TASK — Convert the entire listing below into a Markdown table with the columns "No." and "Line", numbering each line in order, skipping blank lines, and omitting the pictures.

SUPPLIED MATERIAL —

......

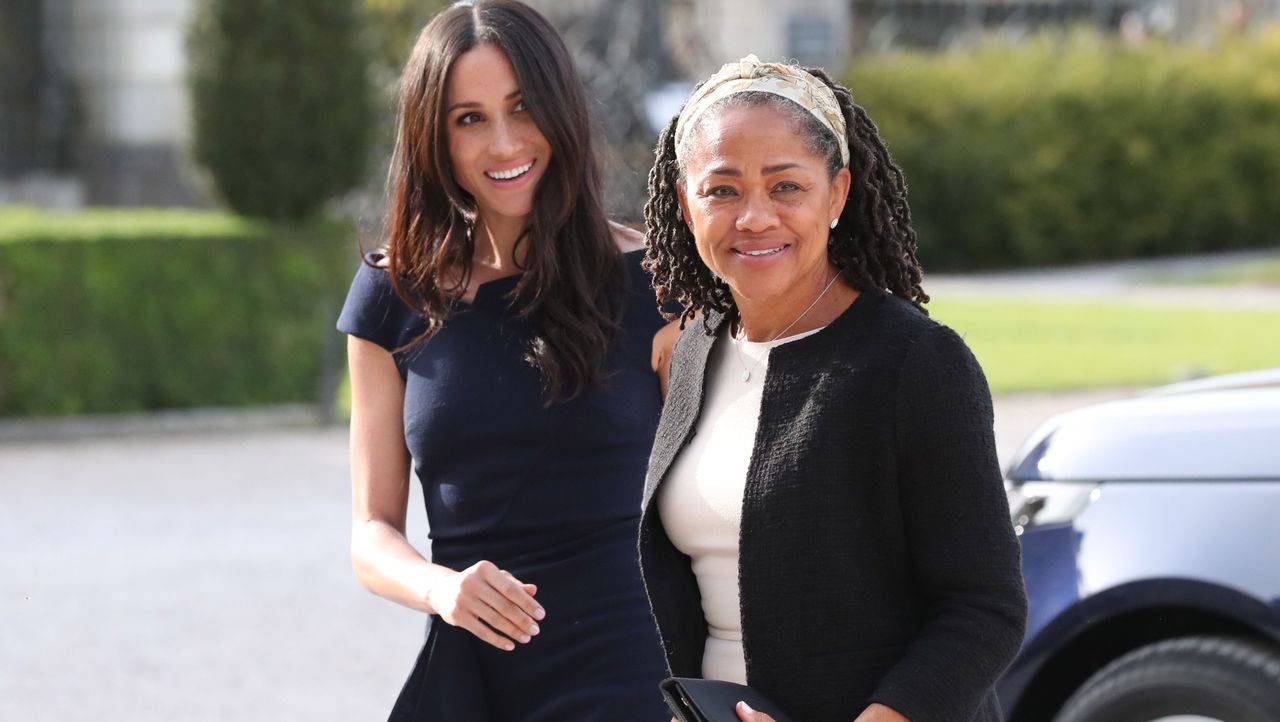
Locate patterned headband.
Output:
[676,55,849,166]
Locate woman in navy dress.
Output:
[338,0,676,722]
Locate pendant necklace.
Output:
[730,271,840,384]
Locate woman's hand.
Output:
[426,561,547,652]
[733,702,777,722]
[854,703,911,722]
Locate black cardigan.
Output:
[640,293,1027,722]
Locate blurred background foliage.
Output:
[845,27,1280,270]
[188,0,375,219]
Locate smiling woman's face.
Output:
[444,42,552,220]
[680,105,850,307]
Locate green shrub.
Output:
[846,31,1280,269]
[189,0,374,219]
[0,211,357,416]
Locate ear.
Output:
[676,181,694,225]
[827,168,854,220]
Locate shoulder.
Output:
[609,220,644,253]
[337,253,420,351]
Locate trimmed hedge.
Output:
[0,210,357,416]
[845,29,1280,269]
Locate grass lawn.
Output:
[929,298,1280,393]
[1201,259,1280,287]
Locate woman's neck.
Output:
[471,215,529,275]
[735,268,858,342]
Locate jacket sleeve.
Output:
[872,325,1027,722]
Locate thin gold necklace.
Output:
[731,271,840,384]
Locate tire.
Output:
[1055,636,1280,722]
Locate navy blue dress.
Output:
[338,251,669,722]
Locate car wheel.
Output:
[1055,636,1280,722]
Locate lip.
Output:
[730,241,791,265]
[484,157,538,188]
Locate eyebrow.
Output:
[709,163,800,178]
[444,88,520,115]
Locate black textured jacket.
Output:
[640,293,1027,722]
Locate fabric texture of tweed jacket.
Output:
[640,293,1027,722]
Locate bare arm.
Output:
[347,337,544,650]
[650,321,681,399]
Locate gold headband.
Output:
[676,55,849,165]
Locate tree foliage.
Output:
[189,0,375,219]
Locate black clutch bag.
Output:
[658,677,791,722]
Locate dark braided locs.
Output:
[644,68,929,333]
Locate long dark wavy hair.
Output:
[644,68,929,333]
[384,0,625,399]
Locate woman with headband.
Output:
[338,0,676,722]
[640,56,1027,722]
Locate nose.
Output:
[489,119,520,157]
[736,192,780,233]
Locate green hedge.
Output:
[0,210,356,416]
[845,29,1280,269]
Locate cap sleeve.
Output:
[338,253,420,351]
[622,248,684,335]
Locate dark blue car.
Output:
[1000,369,1280,722]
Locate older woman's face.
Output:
[678,106,850,305]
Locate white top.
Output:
[658,328,822,685]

......

WRITTEN RESPONSE —
| No. | Line |
|---|---|
| 1 | Locate patterned headband. |
| 2 | Output: |
| 3 | [676,55,849,166] |
| 4 | Locate woman in navy dress. |
| 5 | Output: |
| 6 | [338,0,676,722] |
| 7 | Locate pendant necklace. |
| 8 | Output: |
| 9 | [730,271,840,384] |
| 10 | Locate woman's hand. |
| 11 | Output: |
| 12 | [426,561,547,652] |
| 13 | [733,702,777,722] |
| 14 | [854,703,911,722] |
| 15 | Locate black cardigan. |
| 16 | Output: |
| 17 | [640,293,1027,722] |
| 18 | Locate blurred background foliage. |
| 19 | Output: |
| 20 | [845,27,1280,270] |
| 21 | [188,0,375,219] |
| 22 | Locate smiling woman's face. |
| 23 | Output: |
| 24 | [444,42,552,220] |
| 25 | [680,105,850,307] |
| 26 | Locate green shrub. |
| 27 | Output: |
| 28 | [846,31,1280,269] |
| 29 | [189,0,374,219] |
| 30 | [0,211,357,416] |
| 31 | Locate ear. |
| 32 | Output: |
| 33 | [676,181,694,225] |
| 34 | [827,168,854,220] |
| 35 | Locate shoulder. |
| 36 | Output: |
| 37 | [609,220,644,253] |
| 38 | [337,253,420,351] |
| 39 | Locate trimmed hedge. |
| 40 | Output: |
| 41 | [0,210,357,416] |
| 42 | [845,29,1280,269] |
| 43 | Locate grass lawn. |
| 44 | Output: |
| 45 | [929,298,1280,393] |
| 46 | [1201,259,1280,287] |
| 47 | Locate woman's neck. |
| 48 | Output: |
| 49 | [471,215,529,275] |
| 50 | [735,268,858,342] |
| 51 | Locate jacket sleeve. |
| 52 | Output: |
| 53 | [872,325,1027,722] |
| 54 | Locate thin gold necklace. |
| 55 | Output: |
| 56 | [731,271,840,384] |
| 57 | Locate tire. |
| 58 | Output: |
| 59 | [1055,636,1280,722] |
| 60 | Locate navy blue dress. |
| 61 | Output: |
| 62 | [338,251,669,722] |
| 63 | Locate car wheel. |
| 64 | Output: |
| 65 | [1055,636,1280,722] |
| 66 | Locate lip. |
| 67 | Output: |
| 68 | [730,241,791,265] |
| 69 | [484,157,538,188] |
| 70 | Locate eyebrow. |
| 71 | Output: |
| 72 | [709,163,800,178] |
| 73 | [444,88,520,115] |
| 74 | Locate black textured jacket. |
| 75 | Output: |
| 76 | [640,293,1027,722] |
| 77 | Locate fabric texture of tweed jacket. |
| 78 | Output: |
| 79 | [640,293,1027,722] |
| 80 | Locate bare arm. |
| 81 | Output: |
| 82 | [347,337,544,650] |
| 83 | [650,321,681,399] |
| 84 | Locate gold headband. |
| 85 | Output: |
| 86 | [676,55,849,165] |
| 87 | Locate tree foliage. |
| 88 | Output: |
| 89 | [189,0,375,219] |
| 90 | Locate black clutch bag. |
| 91 | Output: |
| 92 | [658,677,791,722] |
| 93 | Locate dark braided locs. |
| 94 | Output: |
| 95 | [644,68,929,333] |
| 96 | Locate long dark wavy hair. |
| 97 | Output: |
| 98 | [644,68,929,333] |
| 99 | [384,0,625,399] |
| 100 | Locate woman with headband. |
| 101 | Output: |
| 102 | [338,0,676,722] |
| 103 | [640,56,1027,722] |
| 104 | Locate nose. |
| 105 | Output: |
| 106 | [489,119,520,157] |
| 107 | [736,192,780,233] |
| 108 | Locate green hedge. |
| 109 | Output: |
| 110 | [0,210,356,416] |
| 111 | [845,29,1280,269] |
| 112 | Locate cap sleeve. |
| 113 | Output: |
| 114 | [338,253,420,351] |
| 115 | [622,248,684,335] |
| 116 | Locate dark blue car. |
| 117 | Output: |
| 118 | [1000,369,1280,722] |
| 119 | Locate older woman's face. |
| 120 | Output: |
| 121 | [678,106,850,305] |
| 122 | Locate white top. |
| 123 | Output: |
| 124 | [658,328,822,685] |